Re: Cells compared to Flow-Based Programming

On Fri, 30 May 2008 17:48:59 -0400, Paul Tarvydas
<tarvydas@xxxxxxxxxxxxxxxxxxxxxxx> wrote:

George Neuner wrote:

On Thu, 29 May 2008 11:26:53 -0400, Paul Tarvydas
<tarvydas@xxxxxxxxxxxxxxxxxxxxxxx> wrote:

Do you happen to know anything about hardware design? TTL, say. On a
circuit board populated with TTL chips, are the chips all synchronized or
are they asynchronous?

TTL is not asynchronous in the manner that software people generally
use the term.
<snip>

Maybe I don't follow what you mean.

Then let's try this.

In software, asynchronous does not mean "parallel" but rather means
"not sequential" and there is the notion of independence. It's based
on the ideas in Hoare's book, "Communicating Sequential Processes" - a
good read if you haven't already. An electronic version is at
http://www.usingcsp.com/cspbook.pdf.

My objection to your TTL reference was that, although it's true that
the components operate in parallel, the cascade logic itself is
sequential. Each basic block (NAND, NOR, etc.) represents a
sequential function. A connected web of blocks can only represent a
sequential function or an oscillating function (which is really just a
brawl of 2 or more sequential functions). Achieving non-sequential
logic as in the software model requires multiple webs with little or
no signal interaction between them.


My point was that from the perspective of a single component, the arrival of
inputs is not predictable - inputs can arrive at that component "at any
time" in "any" order. The inputs to a chip do not all arrive at the "same"

● ● ● ●

> [WORK TO BE COMPLETED] Write out the passage of the forum post between "On Fri, 30 May" and "are they asynchronous?", inclusive. The entries come from a separate, unrelated source.

> [RAW DATA]

● ● ● ●

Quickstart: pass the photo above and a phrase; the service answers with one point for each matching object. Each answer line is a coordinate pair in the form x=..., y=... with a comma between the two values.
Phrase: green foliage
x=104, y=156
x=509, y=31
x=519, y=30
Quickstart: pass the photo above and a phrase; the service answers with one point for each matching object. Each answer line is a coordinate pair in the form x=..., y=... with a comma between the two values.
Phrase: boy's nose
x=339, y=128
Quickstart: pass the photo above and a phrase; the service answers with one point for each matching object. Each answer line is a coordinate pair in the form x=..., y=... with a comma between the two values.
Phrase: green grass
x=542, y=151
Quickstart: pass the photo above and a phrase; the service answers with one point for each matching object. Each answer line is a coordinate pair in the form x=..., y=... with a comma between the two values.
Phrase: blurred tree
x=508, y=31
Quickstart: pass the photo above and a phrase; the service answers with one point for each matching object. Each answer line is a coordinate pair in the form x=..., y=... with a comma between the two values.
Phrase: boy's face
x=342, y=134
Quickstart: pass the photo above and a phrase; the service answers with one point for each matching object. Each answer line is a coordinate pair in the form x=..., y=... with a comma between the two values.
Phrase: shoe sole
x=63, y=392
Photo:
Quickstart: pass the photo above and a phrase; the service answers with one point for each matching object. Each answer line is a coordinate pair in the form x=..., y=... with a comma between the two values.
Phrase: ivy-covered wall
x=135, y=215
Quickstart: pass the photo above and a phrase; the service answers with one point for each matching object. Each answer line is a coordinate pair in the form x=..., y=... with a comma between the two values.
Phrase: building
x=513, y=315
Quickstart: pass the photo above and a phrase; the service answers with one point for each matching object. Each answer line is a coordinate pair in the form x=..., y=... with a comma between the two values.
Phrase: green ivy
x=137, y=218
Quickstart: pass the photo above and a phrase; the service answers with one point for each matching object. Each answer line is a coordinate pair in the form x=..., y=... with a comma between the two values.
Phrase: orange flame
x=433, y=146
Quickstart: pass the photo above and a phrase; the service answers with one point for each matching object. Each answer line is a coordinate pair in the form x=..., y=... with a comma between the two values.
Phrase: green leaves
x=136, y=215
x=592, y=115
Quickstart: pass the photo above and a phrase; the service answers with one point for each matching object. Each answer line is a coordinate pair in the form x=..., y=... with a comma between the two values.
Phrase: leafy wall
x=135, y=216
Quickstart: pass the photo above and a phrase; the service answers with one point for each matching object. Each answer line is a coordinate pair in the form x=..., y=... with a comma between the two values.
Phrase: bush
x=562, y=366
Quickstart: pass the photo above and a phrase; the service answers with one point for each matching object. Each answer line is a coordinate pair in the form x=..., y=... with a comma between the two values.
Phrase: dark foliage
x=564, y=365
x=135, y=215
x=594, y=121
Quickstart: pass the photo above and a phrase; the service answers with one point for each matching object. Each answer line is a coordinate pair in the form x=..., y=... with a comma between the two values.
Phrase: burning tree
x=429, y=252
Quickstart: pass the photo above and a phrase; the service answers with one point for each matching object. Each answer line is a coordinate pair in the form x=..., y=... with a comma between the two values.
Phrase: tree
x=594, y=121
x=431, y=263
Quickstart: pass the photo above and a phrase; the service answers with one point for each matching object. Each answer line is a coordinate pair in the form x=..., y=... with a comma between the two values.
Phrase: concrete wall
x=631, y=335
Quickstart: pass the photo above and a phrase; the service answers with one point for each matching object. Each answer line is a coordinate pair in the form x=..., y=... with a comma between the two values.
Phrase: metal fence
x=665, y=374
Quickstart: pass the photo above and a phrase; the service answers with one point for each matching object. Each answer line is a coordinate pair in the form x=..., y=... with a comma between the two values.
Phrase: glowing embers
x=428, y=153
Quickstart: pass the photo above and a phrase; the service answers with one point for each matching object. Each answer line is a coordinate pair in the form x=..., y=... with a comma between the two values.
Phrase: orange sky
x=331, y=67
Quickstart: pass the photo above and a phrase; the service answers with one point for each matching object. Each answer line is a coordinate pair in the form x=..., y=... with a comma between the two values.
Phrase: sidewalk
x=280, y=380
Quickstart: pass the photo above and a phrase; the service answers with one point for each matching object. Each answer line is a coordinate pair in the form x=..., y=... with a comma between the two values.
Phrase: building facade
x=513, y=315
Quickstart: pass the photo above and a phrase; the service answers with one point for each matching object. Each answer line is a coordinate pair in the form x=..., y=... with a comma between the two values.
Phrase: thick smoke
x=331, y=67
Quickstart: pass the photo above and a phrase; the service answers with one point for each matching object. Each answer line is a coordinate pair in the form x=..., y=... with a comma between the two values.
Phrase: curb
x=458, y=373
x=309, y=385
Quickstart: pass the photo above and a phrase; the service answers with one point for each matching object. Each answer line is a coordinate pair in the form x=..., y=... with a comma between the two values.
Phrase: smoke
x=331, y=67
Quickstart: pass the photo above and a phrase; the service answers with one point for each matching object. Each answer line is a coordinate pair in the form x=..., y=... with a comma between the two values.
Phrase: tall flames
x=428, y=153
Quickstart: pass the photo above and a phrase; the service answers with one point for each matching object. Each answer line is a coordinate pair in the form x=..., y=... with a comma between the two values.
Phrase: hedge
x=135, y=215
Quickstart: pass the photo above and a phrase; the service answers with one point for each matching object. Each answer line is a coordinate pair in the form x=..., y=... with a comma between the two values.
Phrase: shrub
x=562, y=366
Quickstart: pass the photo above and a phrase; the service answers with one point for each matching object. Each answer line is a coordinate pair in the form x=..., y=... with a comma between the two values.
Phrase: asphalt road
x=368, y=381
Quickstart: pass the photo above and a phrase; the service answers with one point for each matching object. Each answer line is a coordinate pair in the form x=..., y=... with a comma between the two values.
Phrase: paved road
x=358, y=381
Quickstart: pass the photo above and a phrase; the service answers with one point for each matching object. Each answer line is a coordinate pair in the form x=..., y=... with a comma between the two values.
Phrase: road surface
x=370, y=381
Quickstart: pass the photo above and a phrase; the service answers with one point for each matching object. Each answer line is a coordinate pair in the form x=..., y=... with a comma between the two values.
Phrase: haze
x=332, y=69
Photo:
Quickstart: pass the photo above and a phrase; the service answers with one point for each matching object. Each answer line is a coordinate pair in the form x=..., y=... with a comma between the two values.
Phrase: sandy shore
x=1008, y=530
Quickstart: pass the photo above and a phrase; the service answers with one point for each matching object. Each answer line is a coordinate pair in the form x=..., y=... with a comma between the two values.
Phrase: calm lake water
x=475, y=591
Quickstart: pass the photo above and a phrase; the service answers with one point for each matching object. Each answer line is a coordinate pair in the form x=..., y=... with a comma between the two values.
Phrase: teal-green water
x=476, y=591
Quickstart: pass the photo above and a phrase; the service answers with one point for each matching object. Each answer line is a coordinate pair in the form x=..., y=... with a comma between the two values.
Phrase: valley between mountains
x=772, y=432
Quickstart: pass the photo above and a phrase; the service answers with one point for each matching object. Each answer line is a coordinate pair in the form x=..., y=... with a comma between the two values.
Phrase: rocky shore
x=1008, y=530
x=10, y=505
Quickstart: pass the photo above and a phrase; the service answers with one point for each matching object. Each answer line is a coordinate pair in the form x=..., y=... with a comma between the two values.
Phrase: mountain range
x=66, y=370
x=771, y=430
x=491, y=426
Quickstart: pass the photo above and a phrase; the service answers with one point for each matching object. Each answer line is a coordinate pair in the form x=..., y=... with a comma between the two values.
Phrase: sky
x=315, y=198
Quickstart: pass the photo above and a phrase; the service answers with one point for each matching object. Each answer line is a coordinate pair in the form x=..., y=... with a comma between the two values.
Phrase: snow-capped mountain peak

● ● ● ●

> [RESULT FOR THIS EXERCISE]
On Fri, 30 May 2008 17:48:59 -0400, Paul Tarvydas
<tarvydas@xxxxxxxxxxxxxxxxxxxxxxx> wrote:

George Neuner wrote:

On Thu, 29 May 2008 11:26:53 -0400, Paul Tarvydas
<tarvydas@xxxxxxxxxxxxxxxxxxxxxxx> wrote:

Do you happen to know anything about hardware design? TTL, say. On a
circuit board populated with TTL chips, are the chips all synchronized or
are they asynchronous?